Aufgaben:
a) Erkläre anhand des Lesetextes über politische Generäle, warum sich deren Ernennung selbst bei mittelmäßiger militärischer Bilanz positiv auf die nationale Strategie ausgewirkt hätte.
b) Zähle, in wie vielen Zeilen der Einträge die Zeichenfolge „mossy“ vorkommt, wobei Groß- und Kleinschreibung zu beachten ist. Nenne nur die Zahl.

Lesetext:
--------------------------------
General Schimmelfennig ist heute vor allem deshalb in Erinnerung, weil er sich drei Tage lang in einem Holzschuppen neben einem Schweinestall versteckte, um der Gefangennahme in Gettysburg zu entgehen. Auch an andere politische Generäle erinnert man sich eher wegen ihrer militärischen Niederlagen oder Fehltritte als wegen ihrer positiven Leistungen. Oft werden die hervorragenden militärischen Leistungen einiger politischer Generäle wie John A. Logan und Francis P. Blair (neben anderen) vergessen. Und einige West Pointers, vor allem Ulysses S. Grant und William T. Sherman, wären vielleicht in der Versenkung verschwunden, wenn nicht der Kongressabgeordnete Elihu B. Washburne Grant und sein Bruder John, ein US-Senator, Sherman gefördert hätten.

Aber selbst wenn alle politischen Generäle oder Generäle, bei deren Ernennung die Politik eine Rolle spielte, eine mittelmäßige militärische Bilanz aufwiesen, hätte sich der Prozess positiv auf die nationale Strategie ausgewirkt, indem er ihre Wählerschaft für die Kriegsanstrengungen mobilisiert hätte. Am Vorabend des Krieges bestand die US-Armee aus etwa 16.400 Männern, von denen etwa 1.100 Offiziere waren. Von diesen traten etwa 25 Prozent in die konföderierte Armee ein. Im April 1862, als der Krieg bereits ein Jahr alt war, war die Freiwilligenarmee der Union auf 637.000 Mann angewachsen. Diese Massenmobilisierung wäre ohne die enormen Anstrengungen von Kommunal- und Landespolitikern sowie prominenten Volksgruppenführern nicht möglich gewesen.
--------------------------------
Übungsdaten:
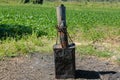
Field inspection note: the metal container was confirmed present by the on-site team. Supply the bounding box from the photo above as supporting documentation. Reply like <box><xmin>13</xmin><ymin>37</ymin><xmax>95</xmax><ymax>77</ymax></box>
<box><xmin>53</xmin><ymin>45</ymin><xmax>75</xmax><ymax>79</ymax></box>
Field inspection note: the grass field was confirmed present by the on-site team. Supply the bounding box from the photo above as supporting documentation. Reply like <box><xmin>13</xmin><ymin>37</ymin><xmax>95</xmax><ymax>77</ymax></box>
<box><xmin>0</xmin><ymin>2</ymin><xmax>120</xmax><ymax>60</ymax></box>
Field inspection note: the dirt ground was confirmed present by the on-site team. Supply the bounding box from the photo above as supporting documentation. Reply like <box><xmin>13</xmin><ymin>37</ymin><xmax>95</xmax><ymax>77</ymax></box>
<box><xmin>0</xmin><ymin>53</ymin><xmax>120</xmax><ymax>80</ymax></box>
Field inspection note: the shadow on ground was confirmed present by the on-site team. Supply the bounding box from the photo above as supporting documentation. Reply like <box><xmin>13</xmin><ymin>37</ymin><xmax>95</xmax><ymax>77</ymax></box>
<box><xmin>0</xmin><ymin>24</ymin><xmax>47</xmax><ymax>39</ymax></box>
<box><xmin>76</xmin><ymin>70</ymin><xmax>117</xmax><ymax>79</ymax></box>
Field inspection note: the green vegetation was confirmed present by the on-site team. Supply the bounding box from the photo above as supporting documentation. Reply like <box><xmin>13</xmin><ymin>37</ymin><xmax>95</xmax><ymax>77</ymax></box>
<box><xmin>0</xmin><ymin>2</ymin><xmax>120</xmax><ymax>57</ymax></box>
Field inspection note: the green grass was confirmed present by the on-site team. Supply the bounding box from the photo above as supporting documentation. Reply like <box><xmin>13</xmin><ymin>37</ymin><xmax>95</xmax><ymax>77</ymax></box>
<box><xmin>0</xmin><ymin>2</ymin><xmax>120</xmax><ymax>57</ymax></box>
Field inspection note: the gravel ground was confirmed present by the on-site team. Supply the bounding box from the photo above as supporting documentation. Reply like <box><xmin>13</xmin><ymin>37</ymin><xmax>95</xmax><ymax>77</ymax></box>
<box><xmin>0</xmin><ymin>53</ymin><xmax>120</xmax><ymax>80</ymax></box>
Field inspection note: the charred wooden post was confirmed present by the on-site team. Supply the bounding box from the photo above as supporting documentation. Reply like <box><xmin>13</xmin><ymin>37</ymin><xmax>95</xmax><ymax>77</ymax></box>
<box><xmin>53</xmin><ymin>4</ymin><xmax>75</xmax><ymax>79</ymax></box>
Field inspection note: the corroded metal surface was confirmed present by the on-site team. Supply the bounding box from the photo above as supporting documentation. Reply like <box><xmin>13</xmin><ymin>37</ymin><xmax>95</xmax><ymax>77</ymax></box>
<box><xmin>54</xmin><ymin>47</ymin><xmax>75</xmax><ymax>79</ymax></box>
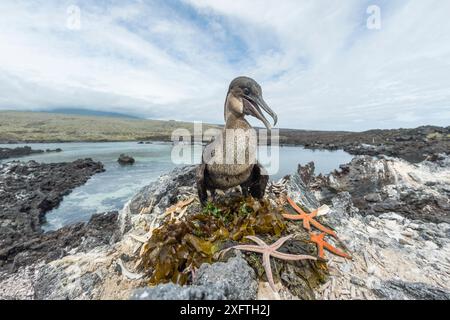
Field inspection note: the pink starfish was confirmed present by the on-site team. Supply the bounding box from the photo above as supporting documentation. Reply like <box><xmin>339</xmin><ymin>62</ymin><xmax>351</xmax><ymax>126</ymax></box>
<box><xmin>225</xmin><ymin>235</ymin><xmax>317</xmax><ymax>292</ymax></box>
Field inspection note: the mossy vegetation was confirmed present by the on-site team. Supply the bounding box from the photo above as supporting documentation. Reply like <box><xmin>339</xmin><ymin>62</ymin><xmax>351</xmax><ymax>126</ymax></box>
<box><xmin>140</xmin><ymin>198</ymin><xmax>286</xmax><ymax>285</ymax></box>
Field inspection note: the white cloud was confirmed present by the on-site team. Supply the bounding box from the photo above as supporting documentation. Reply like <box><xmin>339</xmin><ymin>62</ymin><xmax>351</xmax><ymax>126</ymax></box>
--------------------------------
Lösungen:
a) Der Prozess hätte ihre Wählerschaft für die Kriegsanstrengungen mobilisiert. Ohne die enormen Anstrengungen von Kommunal- und Landespolitikern sowie prominenten Volksgruppenführern wäre die Massenmobilisierung nicht möglich gewesen, durch die die Freiwilligenarmee der Union bis April 1862 auf 637.000 Mann anwuchs.

b) 1